GIVEN DATA:
--------------------------------

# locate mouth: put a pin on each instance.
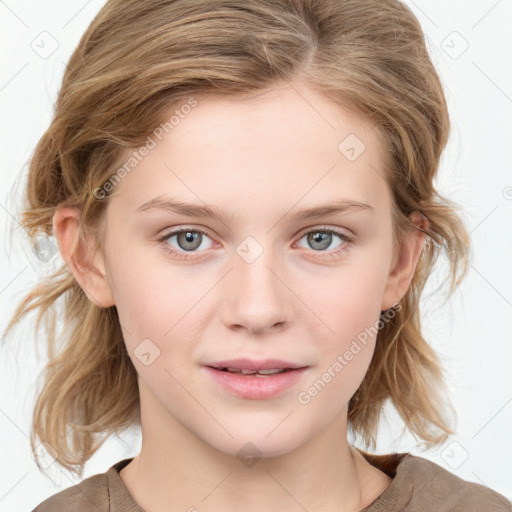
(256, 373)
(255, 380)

--------------------------------

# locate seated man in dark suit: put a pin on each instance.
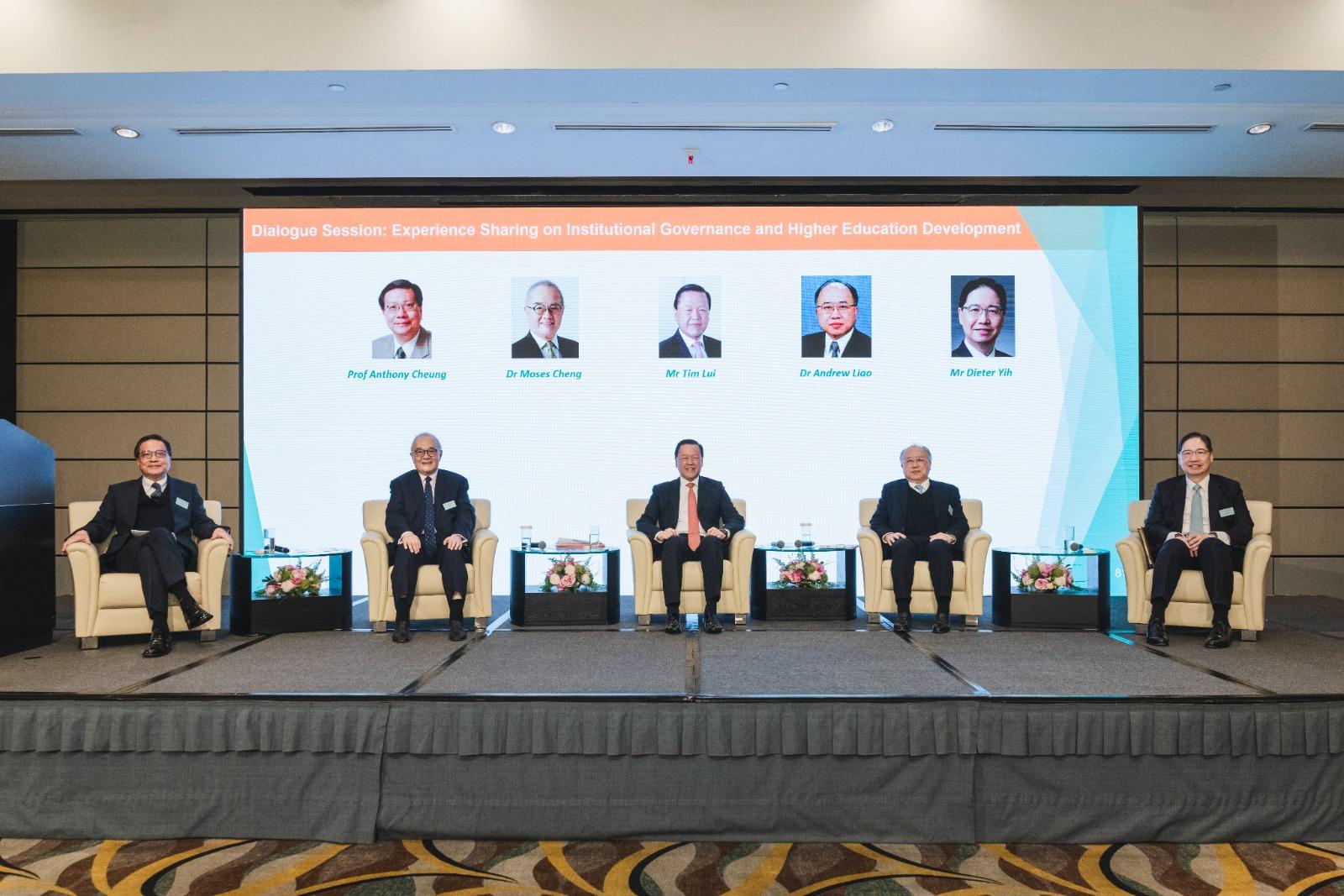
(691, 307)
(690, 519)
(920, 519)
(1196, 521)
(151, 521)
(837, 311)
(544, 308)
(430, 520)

--------------------------------

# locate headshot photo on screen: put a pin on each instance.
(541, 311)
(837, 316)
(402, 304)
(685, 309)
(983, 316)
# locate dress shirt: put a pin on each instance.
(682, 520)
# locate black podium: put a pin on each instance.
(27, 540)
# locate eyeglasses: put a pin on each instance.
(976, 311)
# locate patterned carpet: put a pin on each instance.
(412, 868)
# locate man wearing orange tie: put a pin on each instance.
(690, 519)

--------------------------------

List each line in the records that contains the word "instance", copying every such line in full.

WRITTEN ANSWER:
# locate mouth: put a pin on each instance.
# locate seated man in dark suit: put a pin on each instance.
# locate headshot photo on screen: put a pin on each instance.
# locate dress shirt: put a pin on each instance.
# locate black podium: put a pin on each instance.
# locate eyeglasses: put a pin on each instance.
# locate patterned carpet: put a pin on each instance.
# locate man wearing orange tie: put a pin on each instance.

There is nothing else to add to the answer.